● **Page text**
□ □ □ □ □

Ambassador Walid bin Abdullah Bukhari organized a forum at the UNESCO Palace in Beirut that brought together over 1,000 political, economic, diplomatic, and academic figures.
It included those who participated in drafting the Taif Agreement, veteran diplomat Lakhdar Brahimi, who played an important role in reaching the pact, Walid Jumblatt, the head of the Progressive Socialist Party, MPs from the Free Patriotic Movement and presidential candidate Suleiman Franjieh.
Thirty-three years since the signing of the agreement, which ended 15 years of civil war in Lebanon, under Arab and international sponsorship, Saudi Arabia, the main player in reaching the agreement, reaffirmed its keenness on national reconciliation in Lebanon.
The forum was held against the backdrop of a campaign launched against the Taif Agreement by Hezbollah and its ally, the FPM. aretaker Prime Minister Najib Mikati said the forum is proof that Saudi Arabia still stands by Lebanon, and the large attendance shows that everyone agrees that the agreement is still the best one to implement.
Bukhari reiterated the keenness of Saudi Arabia and its leadership on Lebanon’s security, stability, and unity.
“We urgently need to embody the formula of coexistence addressed by the Taif Agreement, i.e. preserving the irrevocable Lebanese entity and conserving Lebanon’s identity and Arab belonging.”
Speaking about the French initiative to hold a national dialogue between the Lebanese parties, Bukhari noted that France, headed by President Emmanuel Macron, stressed that there is no French intention to review the Taif Agreement or amend the constitution.
Meanwhile, Brahimi praised the former Lebanese speaker, Hussein El-Husseini, for his role in reaching the agreement, and former Lebanese President Rene Mouawad, who was elected after the agreement was signed and was assassinated before he could carry out his duties.
He also recalled former Prime Minister Rafik Hariri and the late Saudi Foreign Minister Prince Saud Al-Faisal “who were the heroes of the Taif Agreement.”
Brahimi said: “The Taif Agreement paved the way for the Lebanese to build their new state. We had pinned hopes on the tripartite committee that was formed to accompany the Taif implementation process, and this was the will of King Fahd bin Abdulaziz and other Arab leaders, but Iraq’s invasion of Kuwait halted the committee’s work.”
Lebanon’s former premier, Fouad Siniora, said: “Electing a president that believes in the Taif Agreement is the most important thing to complement constitutional authorities and this requires good intentions from everyone.”
Walid Jumblatt said that “before looking into amending the Taif Agreement as proposed by some people, we should implement its terms, as well as other annexed terms, and eventually abolish political sectarianism according to a plan included in the agreement,” calling for the formation of a committee for this matter.“All of this is meaningless as long as we don’t elect a president and subsequently form a credible government that implements the necessary reforms leading to economic and financial recovery.”

□ □ □ □ □

● **Material provided**
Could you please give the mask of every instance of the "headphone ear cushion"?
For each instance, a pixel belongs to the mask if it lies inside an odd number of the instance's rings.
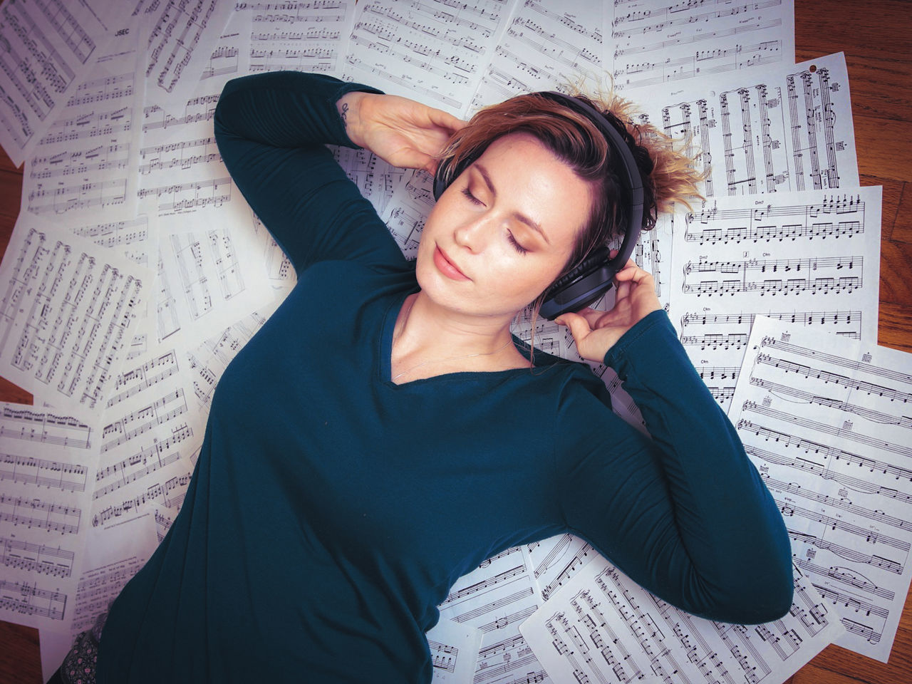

□ □ □ □ □

● **Set task**
Can you transcribe the Taif Agreement forum passage from "The forum was" up to and including "amend the constitution."?

● **Exercise response**
The forum was held against the backdrop of a campaign launched against the Taif Agreement by Hezbollah and its ally, the FPM. aretaker Prime Minister Najib Mikati said the forum is proof that Saudi Arabia still stands by Lebanon, and the large attendance shows that everyone agrees that the agreement is still the best one to implement.
Bukhari reiterated the keenness of Saudi Arabia and its leadership on Lebanon’s security, stability, and unity.
“We urgently need to embody the formula of coexistence addressed by the Taif Agreement, i.e. preserving the irrevocable Lebanese entity and conserving Lebanon’s identity and Arab belonging.”
Speaking about the French initiative to hold a national dialogue between the Lebanese parties, Bukhari noted that France, headed by President Emmanuel Macron, stressed that there is no French intention to review the Taif Agreement or amend the constitution.